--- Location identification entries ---

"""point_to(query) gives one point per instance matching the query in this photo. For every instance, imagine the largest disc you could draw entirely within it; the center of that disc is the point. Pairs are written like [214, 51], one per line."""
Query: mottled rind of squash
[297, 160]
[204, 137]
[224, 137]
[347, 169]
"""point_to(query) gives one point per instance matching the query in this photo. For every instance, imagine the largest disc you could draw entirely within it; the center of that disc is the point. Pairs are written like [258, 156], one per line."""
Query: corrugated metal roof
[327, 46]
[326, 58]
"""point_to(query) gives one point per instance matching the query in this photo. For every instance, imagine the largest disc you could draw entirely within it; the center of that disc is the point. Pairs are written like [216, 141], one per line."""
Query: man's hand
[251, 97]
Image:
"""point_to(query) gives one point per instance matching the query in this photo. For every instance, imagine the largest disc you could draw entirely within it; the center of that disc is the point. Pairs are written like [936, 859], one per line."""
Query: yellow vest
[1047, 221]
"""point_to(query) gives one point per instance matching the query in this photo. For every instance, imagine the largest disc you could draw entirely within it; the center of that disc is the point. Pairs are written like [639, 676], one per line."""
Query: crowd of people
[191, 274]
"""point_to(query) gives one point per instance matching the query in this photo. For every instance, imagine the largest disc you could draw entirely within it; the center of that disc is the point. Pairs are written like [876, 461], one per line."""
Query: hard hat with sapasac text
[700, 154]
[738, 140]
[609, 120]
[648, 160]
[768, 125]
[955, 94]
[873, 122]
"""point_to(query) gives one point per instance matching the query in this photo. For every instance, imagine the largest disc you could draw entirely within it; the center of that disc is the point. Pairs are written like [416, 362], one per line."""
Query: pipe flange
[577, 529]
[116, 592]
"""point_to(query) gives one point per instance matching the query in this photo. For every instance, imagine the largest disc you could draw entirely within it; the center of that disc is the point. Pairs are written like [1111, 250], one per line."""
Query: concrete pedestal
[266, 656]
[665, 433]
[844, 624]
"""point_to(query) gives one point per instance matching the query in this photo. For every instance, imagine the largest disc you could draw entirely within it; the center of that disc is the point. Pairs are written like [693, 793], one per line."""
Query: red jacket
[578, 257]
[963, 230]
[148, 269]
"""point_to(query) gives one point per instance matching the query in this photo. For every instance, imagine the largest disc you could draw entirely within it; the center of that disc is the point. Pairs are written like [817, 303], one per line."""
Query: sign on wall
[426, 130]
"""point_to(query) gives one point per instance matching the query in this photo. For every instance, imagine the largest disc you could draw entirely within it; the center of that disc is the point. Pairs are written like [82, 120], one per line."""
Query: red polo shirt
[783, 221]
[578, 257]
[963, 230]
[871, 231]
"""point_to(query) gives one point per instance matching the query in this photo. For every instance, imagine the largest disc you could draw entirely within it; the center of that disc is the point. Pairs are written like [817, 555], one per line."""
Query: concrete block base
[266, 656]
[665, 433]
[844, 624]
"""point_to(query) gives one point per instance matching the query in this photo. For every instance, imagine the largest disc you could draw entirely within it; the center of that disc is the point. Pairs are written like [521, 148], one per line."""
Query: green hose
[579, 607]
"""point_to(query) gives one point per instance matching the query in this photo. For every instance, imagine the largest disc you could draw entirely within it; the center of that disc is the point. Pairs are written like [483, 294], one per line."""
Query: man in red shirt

--- Problem to work on ---
Reproduce the records word for word.

--- Result of the exercise ---
"""point_to(query) gives one point per instance matching the query in this photo. For every instance, imagine the largest disc you could draw entirely within it; the center of that disc is the point. Pairs are written like [214, 51], one per line."""
Query: mottled rind of squash
[297, 160]
[204, 137]
[224, 137]
[347, 169]
"""point_to(query) gives one point per instance matching the query in this photo. For every instance, imagine the largest disc you could draw entirely within it; the center of that disc is the point. Pairs are written like [258, 156], one per line."""
Query: corrugated metal roof
[327, 46]
[326, 58]
"""point_to(query) gives one point per instance matching the query in this photo. For every instance, imagine the largest disc you could draw entirely within it; the center of that disc is the point. Pairs are written like [216, 141], one per line."""
Query: man's hand
[251, 97]
Image:
"""point_to(query) gives one point per instance matching the query in this photo. For every instance, imagine the largest disc you could draw entirely within it; the center of that disc is the point. Pairs are written like [936, 859], one per line."""
Query: yellow vest
[1047, 221]
"""point_to(query) gives one point per instance matching the query in this photo. For every instance, imagine the largest disc you could draw entirely within it; the center of that disc is the point. Pairs are written like [639, 676], one per line."""
Query: crowd of people
[191, 274]
"""point_to(query) gives one point per instance matching the query in this photo. For every instance, imagine the largest disc you could draw entirely within it; the center of that disc is the point. Pairs are written like [876, 461], one per line."""
Query: hard hat with sapasac text
[700, 154]
[738, 140]
[609, 120]
[648, 160]
[768, 125]
[955, 94]
[873, 122]
"""point_to(query) gives one point per instance matching the query in this photo. For every instance, imagine the largest disc you could draw entirely within it; the center of that disc is the point. Pairs are written like [416, 362], one per line."""
Query: pipe flange
[577, 529]
[116, 592]
"""point_to(query) gives one point per instance matching the query in this photo. For every instance, imagine the largest disc you could draw entirely within it; the center of that disc is the point. Pairs are written like [1111, 250], one per line."""
Query: concrete pedestal
[266, 656]
[665, 433]
[844, 624]
"""point_to(query) gives one point per instance matching the query in this photo. For every instance, imagine the largest disc you could draw entirely within it; the center of that disc is the point. Pairs are written like [693, 793], one per line."""
Query: red jacket
[578, 257]
[963, 230]
[148, 269]
"""point_to(query) gives one point per instance matching the query in this photo. For every instance, imagine the largest disc you could draw entirely within it; the center of that disc is the point. Pairs are written like [817, 303], one per line."""
Query: sign on wall
[426, 130]
"""point_to(query) gives one point per instance matching the query in this photo. For every instance, imagine the largest disc you could draw entirely within it; the center of that disc is the point. Pairs are written like [82, 120], one per line."""
Query: red polo shirt
[783, 221]
[578, 257]
[963, 230]
[871, 231]
"""point_to(query) gives one point per instance matching the query in this photo. For every instance, imagine the largest disc you could draw entirely within it; the center of that disc is the point. Pairs are written like [817, 555], one per line."""
Query: concrete block base
[266, 656]
[665, 433]
[844, 624]
"""point_to(query) gives one point per instance matching the query in this photo. For every instance, imagine the largest disc you could draw entirely within it; the center of that disc is the point. Pairs are written like [521, 148], one per line."""
Query: green hose
[579, 607]
"""point_to(query) gives one point per instance matching the query in this photo. For every instance, imagine the largest disc you could draw entirely within it; the center of that disc is the point. Pairs are written like [483, 294], one per line."""
Query: man in red shirt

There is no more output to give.